-- start MATERIAL FOR THE TASK --

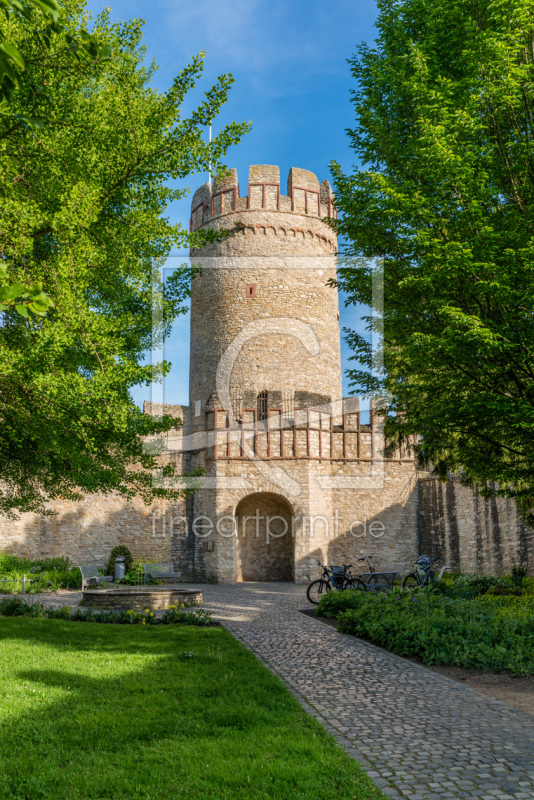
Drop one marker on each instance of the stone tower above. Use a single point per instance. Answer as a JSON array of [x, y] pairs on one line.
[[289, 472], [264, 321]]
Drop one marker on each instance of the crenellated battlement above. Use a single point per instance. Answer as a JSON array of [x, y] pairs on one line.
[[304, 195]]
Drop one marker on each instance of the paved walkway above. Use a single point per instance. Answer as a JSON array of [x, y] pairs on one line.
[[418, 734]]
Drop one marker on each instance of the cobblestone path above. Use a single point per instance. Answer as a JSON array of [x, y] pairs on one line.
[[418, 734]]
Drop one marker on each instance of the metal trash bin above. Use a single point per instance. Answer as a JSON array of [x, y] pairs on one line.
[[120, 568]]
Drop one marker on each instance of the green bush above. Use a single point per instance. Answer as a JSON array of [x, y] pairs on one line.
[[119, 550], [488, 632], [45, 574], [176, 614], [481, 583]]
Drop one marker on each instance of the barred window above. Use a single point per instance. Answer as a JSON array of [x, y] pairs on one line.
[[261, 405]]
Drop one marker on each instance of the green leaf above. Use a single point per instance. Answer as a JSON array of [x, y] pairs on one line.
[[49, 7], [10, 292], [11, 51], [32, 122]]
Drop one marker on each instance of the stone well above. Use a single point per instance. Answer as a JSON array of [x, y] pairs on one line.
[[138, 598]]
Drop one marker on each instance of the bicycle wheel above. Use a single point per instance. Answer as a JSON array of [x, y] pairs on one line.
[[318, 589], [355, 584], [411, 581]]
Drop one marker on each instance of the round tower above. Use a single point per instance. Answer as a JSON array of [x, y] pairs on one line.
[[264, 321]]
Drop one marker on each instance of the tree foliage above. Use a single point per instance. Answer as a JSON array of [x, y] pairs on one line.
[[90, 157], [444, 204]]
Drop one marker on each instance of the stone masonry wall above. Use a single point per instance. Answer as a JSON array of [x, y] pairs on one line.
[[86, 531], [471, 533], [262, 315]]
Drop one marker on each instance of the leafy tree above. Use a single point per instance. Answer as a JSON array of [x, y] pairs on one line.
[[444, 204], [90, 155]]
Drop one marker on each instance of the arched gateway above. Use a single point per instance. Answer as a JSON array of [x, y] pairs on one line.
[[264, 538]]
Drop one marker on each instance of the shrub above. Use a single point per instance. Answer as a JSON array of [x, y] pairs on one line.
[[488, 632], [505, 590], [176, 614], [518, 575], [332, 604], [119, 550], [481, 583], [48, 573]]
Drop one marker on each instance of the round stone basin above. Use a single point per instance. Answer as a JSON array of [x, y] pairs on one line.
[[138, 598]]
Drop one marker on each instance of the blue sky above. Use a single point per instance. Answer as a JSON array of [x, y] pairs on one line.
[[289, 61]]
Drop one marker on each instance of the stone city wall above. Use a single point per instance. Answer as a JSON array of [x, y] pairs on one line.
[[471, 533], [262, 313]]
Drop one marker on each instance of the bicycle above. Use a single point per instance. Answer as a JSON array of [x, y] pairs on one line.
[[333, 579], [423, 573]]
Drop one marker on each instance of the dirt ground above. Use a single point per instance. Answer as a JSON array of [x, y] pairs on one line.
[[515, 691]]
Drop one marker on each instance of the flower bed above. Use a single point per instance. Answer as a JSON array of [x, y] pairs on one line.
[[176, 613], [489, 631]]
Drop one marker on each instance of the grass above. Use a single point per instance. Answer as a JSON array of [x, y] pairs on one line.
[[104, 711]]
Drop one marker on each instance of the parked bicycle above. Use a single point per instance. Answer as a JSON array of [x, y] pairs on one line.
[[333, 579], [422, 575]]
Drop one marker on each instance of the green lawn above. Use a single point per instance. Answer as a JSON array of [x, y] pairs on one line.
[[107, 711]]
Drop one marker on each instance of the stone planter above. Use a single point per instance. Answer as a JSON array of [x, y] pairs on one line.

-- end MATERIAL FOR THE TASK --

**WHAT THE TASK ASKS**:
Reproduce every one of the lines above verbatim, leaving out the pictures.

**THE COMPLETED TASK**:
Drop one marker on each instance of the stone tower above. Use a single point per instance. Answer as a JSON array of [x, y] pairs on one line.
[[289, 472], [264, 321]]
Drop one marker on each instance of the crenellated battlement above. Use a single point per instance. Answer as a JSON array of [x, y] pairs on one line.
[[304, 195]]
Drop one marker on each instance of the paved walkway above. Use a single point per instance. Answer as a JSON array of [x, y] pairs on one line.
[[418, 734]]
Drop one marker on each instance of the cobblestone path above. Use a single point per instance. Answer as a JSON array of [x, y] pairs on one line.
[[418, 734]]
Drop one marker on each instance of the metal trash bin above. Use a single point per instance. Answer as a JSON array of [x, y] pairs on one line.
[[120, 568]]
Drop one marker on each instance of the green bush above. Use a single point per instance. Answer as a JSON array of [x, y] pairs on one line.
[[119, 550], [488, 632], [45, 574], [176, 614], [481, 583]]
Drop one marker on each instance of the barred window above. Use a single point per instance. Answer as a JSON array of [x, y] pairs on one line.
[[261, 405]]
Drop one marker on each instance of the green leaf above. Use a single point per instance. Answer as a JSON array of [x, y] pairs on one line.
[[49, 7], [10, 292], [11, 51], [32, 122]]
Drop one marker on each instance of the stone well above. Use a single point per instance. Answer as a JSON array of [x, y] pairs on one line.
[[138, 598]]
Drop one marker on each instance of the bicycle wheel above. Use a single point per instance. Answer as a JSON array of [x, y] pairs on one line.
[[318, 589], [355, 584], [411, 581]]
Drop one marker on each instance of the round tower above. Use a single point per instance. Answer as a JSON array of [x, y] pairs on one line.
[[264, 321]]
Drop one marker on each instance of the tree foliage above. Use a single point per instance. Answer as a JSON array of [x, y] pairs on one line.
[[90, 157], [444, 204]]
Drop one marker on each instance of the stone masonry wall above. Use a single point per instance. Answer as a JSON array of [x, y] pairs on one line.
[[86, 531], [471, 533], [262, 315]]
Drop one marker on each instance of the leafy tree above. Use a single point per instance. Answer as a JSON array of [x, y] pairs on one line.
[[444, 204], [90, 155]]
Drop one marker on each instance of the arched gateway above. Use a single point per instance. Answer as a JSON array of [x, y] pairs on one line.
[[264, 538]]
Drop one marker on each instance of the shrub above. Use a single point per instance. Answer as a JSON array of [x, y] pairs on one line.
[[488, 632], [505, 590], [176, 614], [518, 575], [332, 604], [119, 550], [481, 583], [48, 573]]
Drop one marker on each instance of the round stone basin above. Use a single point per instance. Answer as a JSON array of [x, y] pairs on one line.
[[138, 598]]
Drop one marker on each instance of the blue sky above. Use a single point per instance. Answer as a JSON array of [x, y] pairs on one line.
[[289, 61]]
Drop one marker on each instance of the stone city wall above. Use a single point per instance. Answer as a JSON array of [x, y] pairs on one line.
[[471, 533], [262, 313]]
Drop one marker on each instance of the bicycle above. Use a single point per instance. Answer as a JSON array of [x, y] pairs on one line.
[[333, 579], [423, 573]]
Drop one marker on each instance of the dirt ground above. Use a single point per instance. Answer as a JSON array of [x, y] pairs on one line.
[[515, 691]]
Drop one marker on each instance of the flower bed above. Use a single point per instance. Answer as a JSON array of [x, y] pairs on one line.
[[176, 613], [489, 631]]
Drop one marker on each instance of the grass above. Use a single point per instance. Answer as a JSON array of [x, y] pairs on one line.
[[104, 711]]
Drop one marker on each instance of the parked bicycle above. Use a single point per instance. Answer as a JSON array of [x, y] pairs on one line.
[[333, 579], [422, 575]]
Drop one marker on each instance of the green lawn above. Use a single point per instance. Answer as a JSON array of [x, y] pairs on one line.
[[107, 711]]
Drop one marker on each instance of the stone planter above. Use a single point per instance. Answer as a JSON array of [x, y] pairs on one line.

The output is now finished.